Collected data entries
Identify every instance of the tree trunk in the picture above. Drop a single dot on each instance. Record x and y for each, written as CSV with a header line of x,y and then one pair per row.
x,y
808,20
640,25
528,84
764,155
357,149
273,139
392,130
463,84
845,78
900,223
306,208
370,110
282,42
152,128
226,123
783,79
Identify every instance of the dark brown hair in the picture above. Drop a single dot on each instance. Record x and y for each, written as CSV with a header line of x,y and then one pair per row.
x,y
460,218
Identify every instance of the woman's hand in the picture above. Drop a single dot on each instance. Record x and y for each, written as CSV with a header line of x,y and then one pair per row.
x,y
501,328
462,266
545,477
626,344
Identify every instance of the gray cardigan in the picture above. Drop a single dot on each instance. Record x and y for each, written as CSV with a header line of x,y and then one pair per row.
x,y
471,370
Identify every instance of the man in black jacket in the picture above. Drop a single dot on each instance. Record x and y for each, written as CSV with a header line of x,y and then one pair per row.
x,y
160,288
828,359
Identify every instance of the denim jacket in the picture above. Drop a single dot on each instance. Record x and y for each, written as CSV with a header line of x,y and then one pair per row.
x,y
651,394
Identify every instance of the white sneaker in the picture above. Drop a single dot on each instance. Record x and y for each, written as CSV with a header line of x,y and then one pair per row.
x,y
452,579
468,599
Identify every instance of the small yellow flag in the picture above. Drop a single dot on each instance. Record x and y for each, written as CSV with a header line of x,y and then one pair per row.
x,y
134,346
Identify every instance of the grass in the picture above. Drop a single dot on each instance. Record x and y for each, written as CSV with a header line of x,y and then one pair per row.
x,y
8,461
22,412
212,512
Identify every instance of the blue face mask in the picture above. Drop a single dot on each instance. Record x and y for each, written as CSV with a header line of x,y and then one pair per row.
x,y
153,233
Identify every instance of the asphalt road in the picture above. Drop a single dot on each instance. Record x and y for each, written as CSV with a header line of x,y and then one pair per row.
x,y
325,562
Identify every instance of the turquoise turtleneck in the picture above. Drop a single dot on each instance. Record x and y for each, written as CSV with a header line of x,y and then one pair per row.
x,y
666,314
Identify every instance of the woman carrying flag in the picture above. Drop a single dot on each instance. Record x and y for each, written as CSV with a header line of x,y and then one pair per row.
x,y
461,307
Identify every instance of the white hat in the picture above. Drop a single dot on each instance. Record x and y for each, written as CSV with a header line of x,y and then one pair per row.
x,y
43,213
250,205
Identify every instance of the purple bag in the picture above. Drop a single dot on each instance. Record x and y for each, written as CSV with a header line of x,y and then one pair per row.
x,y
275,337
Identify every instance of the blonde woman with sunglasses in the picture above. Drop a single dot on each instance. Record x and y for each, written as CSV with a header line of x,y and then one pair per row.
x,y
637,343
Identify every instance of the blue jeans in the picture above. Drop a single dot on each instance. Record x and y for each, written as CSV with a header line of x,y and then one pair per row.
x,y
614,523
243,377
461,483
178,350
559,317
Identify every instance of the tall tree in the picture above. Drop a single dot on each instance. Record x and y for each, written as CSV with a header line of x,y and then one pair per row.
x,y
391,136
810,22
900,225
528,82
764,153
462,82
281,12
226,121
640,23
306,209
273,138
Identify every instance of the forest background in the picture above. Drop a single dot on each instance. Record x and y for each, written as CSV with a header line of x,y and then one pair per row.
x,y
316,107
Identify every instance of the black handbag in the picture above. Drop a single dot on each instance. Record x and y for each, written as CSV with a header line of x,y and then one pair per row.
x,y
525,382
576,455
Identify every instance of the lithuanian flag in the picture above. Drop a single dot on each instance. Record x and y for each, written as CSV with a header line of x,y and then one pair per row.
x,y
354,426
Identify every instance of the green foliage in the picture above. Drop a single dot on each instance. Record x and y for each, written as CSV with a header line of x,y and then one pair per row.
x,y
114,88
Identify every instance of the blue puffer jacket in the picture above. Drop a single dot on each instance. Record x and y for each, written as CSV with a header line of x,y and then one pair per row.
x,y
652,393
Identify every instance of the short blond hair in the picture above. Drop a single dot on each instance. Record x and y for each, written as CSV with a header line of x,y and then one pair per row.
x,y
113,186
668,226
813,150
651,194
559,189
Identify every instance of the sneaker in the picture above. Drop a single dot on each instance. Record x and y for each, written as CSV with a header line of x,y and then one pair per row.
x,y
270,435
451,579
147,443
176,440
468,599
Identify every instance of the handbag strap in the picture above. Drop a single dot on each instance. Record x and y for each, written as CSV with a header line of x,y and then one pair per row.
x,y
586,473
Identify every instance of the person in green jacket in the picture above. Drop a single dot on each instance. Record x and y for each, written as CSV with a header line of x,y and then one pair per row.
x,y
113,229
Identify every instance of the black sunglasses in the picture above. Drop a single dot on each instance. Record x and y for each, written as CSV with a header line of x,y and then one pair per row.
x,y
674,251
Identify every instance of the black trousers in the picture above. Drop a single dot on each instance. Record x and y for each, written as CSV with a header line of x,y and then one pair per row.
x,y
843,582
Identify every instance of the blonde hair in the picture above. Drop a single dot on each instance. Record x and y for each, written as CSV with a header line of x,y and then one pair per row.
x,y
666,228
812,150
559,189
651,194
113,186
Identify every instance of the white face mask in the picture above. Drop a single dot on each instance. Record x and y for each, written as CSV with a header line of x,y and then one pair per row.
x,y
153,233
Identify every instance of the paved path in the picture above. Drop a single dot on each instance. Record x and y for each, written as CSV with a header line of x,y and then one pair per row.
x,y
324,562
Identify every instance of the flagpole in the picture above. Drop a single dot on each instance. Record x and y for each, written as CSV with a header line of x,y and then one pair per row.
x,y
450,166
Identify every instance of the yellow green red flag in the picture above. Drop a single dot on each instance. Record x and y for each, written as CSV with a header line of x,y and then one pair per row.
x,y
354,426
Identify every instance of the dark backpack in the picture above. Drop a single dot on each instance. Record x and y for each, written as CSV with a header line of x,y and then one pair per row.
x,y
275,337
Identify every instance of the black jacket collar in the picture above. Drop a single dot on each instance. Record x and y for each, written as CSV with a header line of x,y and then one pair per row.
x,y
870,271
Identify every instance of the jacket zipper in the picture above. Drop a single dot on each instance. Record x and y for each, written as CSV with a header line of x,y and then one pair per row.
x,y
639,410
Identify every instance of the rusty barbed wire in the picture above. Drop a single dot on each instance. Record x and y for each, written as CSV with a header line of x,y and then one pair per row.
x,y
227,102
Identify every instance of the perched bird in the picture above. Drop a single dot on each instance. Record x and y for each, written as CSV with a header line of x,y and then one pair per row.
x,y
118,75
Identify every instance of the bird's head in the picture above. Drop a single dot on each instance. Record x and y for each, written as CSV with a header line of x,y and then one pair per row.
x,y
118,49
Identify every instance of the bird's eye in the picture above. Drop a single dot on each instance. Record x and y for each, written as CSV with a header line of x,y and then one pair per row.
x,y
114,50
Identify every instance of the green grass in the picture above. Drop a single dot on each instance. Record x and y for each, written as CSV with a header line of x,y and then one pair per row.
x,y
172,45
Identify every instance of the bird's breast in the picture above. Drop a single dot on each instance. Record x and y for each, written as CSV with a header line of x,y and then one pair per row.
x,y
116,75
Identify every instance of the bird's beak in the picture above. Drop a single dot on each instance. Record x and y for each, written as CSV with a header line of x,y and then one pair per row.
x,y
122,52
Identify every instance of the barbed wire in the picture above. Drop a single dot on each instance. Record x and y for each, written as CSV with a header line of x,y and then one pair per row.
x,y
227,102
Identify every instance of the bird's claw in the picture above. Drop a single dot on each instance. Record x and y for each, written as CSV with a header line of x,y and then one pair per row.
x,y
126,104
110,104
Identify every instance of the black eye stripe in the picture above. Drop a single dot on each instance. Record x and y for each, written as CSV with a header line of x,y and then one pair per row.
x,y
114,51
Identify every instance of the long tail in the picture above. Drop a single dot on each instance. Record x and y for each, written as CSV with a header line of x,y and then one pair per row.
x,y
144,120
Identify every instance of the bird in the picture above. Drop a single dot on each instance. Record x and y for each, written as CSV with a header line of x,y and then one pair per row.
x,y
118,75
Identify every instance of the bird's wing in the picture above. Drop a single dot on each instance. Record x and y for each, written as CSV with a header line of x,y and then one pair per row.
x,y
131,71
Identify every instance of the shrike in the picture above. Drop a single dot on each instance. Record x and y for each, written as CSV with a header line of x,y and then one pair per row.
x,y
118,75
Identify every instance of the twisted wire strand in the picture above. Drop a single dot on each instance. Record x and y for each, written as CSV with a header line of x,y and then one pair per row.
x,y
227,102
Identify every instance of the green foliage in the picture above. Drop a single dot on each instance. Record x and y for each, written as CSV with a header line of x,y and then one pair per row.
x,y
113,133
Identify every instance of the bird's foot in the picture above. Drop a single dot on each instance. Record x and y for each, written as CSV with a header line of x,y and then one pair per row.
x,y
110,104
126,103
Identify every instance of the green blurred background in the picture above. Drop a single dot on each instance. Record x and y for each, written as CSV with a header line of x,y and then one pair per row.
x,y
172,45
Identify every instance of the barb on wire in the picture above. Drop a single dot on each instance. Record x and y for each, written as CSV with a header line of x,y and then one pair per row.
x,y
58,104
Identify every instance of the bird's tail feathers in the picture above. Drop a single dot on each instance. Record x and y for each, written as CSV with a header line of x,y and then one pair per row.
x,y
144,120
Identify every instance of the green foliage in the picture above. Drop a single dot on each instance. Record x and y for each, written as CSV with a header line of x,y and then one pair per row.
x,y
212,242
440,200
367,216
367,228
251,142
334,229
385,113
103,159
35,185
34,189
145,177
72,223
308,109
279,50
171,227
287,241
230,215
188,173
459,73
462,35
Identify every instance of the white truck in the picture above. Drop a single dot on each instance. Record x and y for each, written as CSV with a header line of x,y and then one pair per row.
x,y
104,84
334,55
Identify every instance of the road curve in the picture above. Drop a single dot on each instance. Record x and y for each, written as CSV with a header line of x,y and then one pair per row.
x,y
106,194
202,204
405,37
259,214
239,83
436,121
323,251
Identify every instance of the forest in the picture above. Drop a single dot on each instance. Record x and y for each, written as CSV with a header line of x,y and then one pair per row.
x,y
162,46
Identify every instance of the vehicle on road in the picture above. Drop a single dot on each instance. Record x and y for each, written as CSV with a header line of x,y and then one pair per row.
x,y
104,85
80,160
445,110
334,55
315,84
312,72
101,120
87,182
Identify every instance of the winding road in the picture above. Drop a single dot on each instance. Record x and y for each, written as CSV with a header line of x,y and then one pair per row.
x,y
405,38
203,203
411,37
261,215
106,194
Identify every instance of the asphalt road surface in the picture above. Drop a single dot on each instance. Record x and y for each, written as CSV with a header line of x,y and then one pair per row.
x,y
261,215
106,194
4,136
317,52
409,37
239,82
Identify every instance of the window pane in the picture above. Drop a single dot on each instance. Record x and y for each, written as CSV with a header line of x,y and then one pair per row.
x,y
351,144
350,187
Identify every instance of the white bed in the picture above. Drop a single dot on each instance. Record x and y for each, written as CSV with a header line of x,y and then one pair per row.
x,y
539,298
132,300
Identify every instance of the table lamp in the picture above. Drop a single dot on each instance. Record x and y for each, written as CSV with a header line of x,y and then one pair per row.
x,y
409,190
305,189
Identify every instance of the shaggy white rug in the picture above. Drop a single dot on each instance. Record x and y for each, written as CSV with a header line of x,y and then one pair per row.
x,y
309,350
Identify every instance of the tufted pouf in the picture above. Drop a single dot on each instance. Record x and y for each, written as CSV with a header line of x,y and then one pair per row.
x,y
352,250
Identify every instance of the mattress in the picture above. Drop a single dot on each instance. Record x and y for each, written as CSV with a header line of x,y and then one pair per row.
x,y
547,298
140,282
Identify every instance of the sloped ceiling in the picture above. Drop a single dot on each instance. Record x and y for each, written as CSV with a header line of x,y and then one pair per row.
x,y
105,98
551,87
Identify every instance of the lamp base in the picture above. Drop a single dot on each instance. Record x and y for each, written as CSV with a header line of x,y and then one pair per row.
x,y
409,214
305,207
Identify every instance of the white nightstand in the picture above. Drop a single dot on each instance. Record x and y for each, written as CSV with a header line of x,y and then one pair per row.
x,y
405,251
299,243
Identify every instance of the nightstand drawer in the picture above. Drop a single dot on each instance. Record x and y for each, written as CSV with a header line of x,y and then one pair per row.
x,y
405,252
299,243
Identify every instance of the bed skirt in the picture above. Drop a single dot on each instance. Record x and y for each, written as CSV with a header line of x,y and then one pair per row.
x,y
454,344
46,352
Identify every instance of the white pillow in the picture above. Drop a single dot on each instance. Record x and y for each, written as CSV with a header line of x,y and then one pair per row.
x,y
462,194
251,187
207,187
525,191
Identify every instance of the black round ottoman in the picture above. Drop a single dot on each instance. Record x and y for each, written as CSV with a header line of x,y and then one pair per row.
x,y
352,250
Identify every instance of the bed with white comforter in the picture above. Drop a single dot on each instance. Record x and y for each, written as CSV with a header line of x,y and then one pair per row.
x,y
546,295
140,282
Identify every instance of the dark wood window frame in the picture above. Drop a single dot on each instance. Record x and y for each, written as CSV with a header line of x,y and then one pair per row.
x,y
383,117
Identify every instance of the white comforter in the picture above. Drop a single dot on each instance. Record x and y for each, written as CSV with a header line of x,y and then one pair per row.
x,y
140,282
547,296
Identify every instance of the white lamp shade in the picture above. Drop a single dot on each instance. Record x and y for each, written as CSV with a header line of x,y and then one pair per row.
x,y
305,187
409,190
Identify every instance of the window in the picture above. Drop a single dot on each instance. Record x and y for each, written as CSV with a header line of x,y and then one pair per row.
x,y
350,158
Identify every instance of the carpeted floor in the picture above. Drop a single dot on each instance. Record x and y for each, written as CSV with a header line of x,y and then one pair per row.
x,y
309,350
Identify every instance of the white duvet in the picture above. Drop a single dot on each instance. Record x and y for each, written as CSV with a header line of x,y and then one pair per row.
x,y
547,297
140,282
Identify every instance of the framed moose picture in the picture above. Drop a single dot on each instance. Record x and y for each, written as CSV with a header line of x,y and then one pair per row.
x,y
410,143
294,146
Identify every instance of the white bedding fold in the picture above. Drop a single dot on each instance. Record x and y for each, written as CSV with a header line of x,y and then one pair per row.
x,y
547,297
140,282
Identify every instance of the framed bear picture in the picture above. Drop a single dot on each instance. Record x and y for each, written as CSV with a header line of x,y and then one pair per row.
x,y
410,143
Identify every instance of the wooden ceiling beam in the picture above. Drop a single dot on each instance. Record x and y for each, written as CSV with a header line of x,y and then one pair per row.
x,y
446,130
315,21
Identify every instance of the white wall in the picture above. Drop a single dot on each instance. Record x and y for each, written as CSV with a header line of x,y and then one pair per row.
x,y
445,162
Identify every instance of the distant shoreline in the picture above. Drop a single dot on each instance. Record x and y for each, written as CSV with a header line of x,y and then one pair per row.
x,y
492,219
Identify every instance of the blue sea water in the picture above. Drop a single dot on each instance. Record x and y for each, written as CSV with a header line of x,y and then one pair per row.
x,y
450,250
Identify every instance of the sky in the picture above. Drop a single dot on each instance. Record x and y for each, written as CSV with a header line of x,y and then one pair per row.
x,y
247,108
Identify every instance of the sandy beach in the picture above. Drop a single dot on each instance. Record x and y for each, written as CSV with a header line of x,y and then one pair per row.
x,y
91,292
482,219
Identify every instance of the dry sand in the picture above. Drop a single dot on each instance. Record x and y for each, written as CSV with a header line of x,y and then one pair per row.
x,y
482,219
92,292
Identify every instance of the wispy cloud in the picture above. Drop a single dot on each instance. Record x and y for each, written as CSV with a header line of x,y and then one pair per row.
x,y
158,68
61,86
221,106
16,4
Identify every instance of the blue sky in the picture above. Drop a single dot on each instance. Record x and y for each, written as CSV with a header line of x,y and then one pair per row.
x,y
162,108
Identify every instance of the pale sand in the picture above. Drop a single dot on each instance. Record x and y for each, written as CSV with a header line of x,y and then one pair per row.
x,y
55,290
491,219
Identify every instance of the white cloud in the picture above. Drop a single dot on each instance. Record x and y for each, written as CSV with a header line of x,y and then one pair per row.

*Activity:* Give back only the lines from the one containing "Identify every instance of the pale" through the final line of the entries above, exactly as written, both included.

*Your response:*
Identify every instance of the pale sand in the picture above. Drop a single dot on each instance. Record x and y for each, written as CSV with a header line of x,y and then one pair per row.
x,y
55,290
491,219
Identify every instance of the white cloud in the picture above. Drop a single dot on each instance. Record x and y for each, written as CSV with a header line of x,y and then one pair per row.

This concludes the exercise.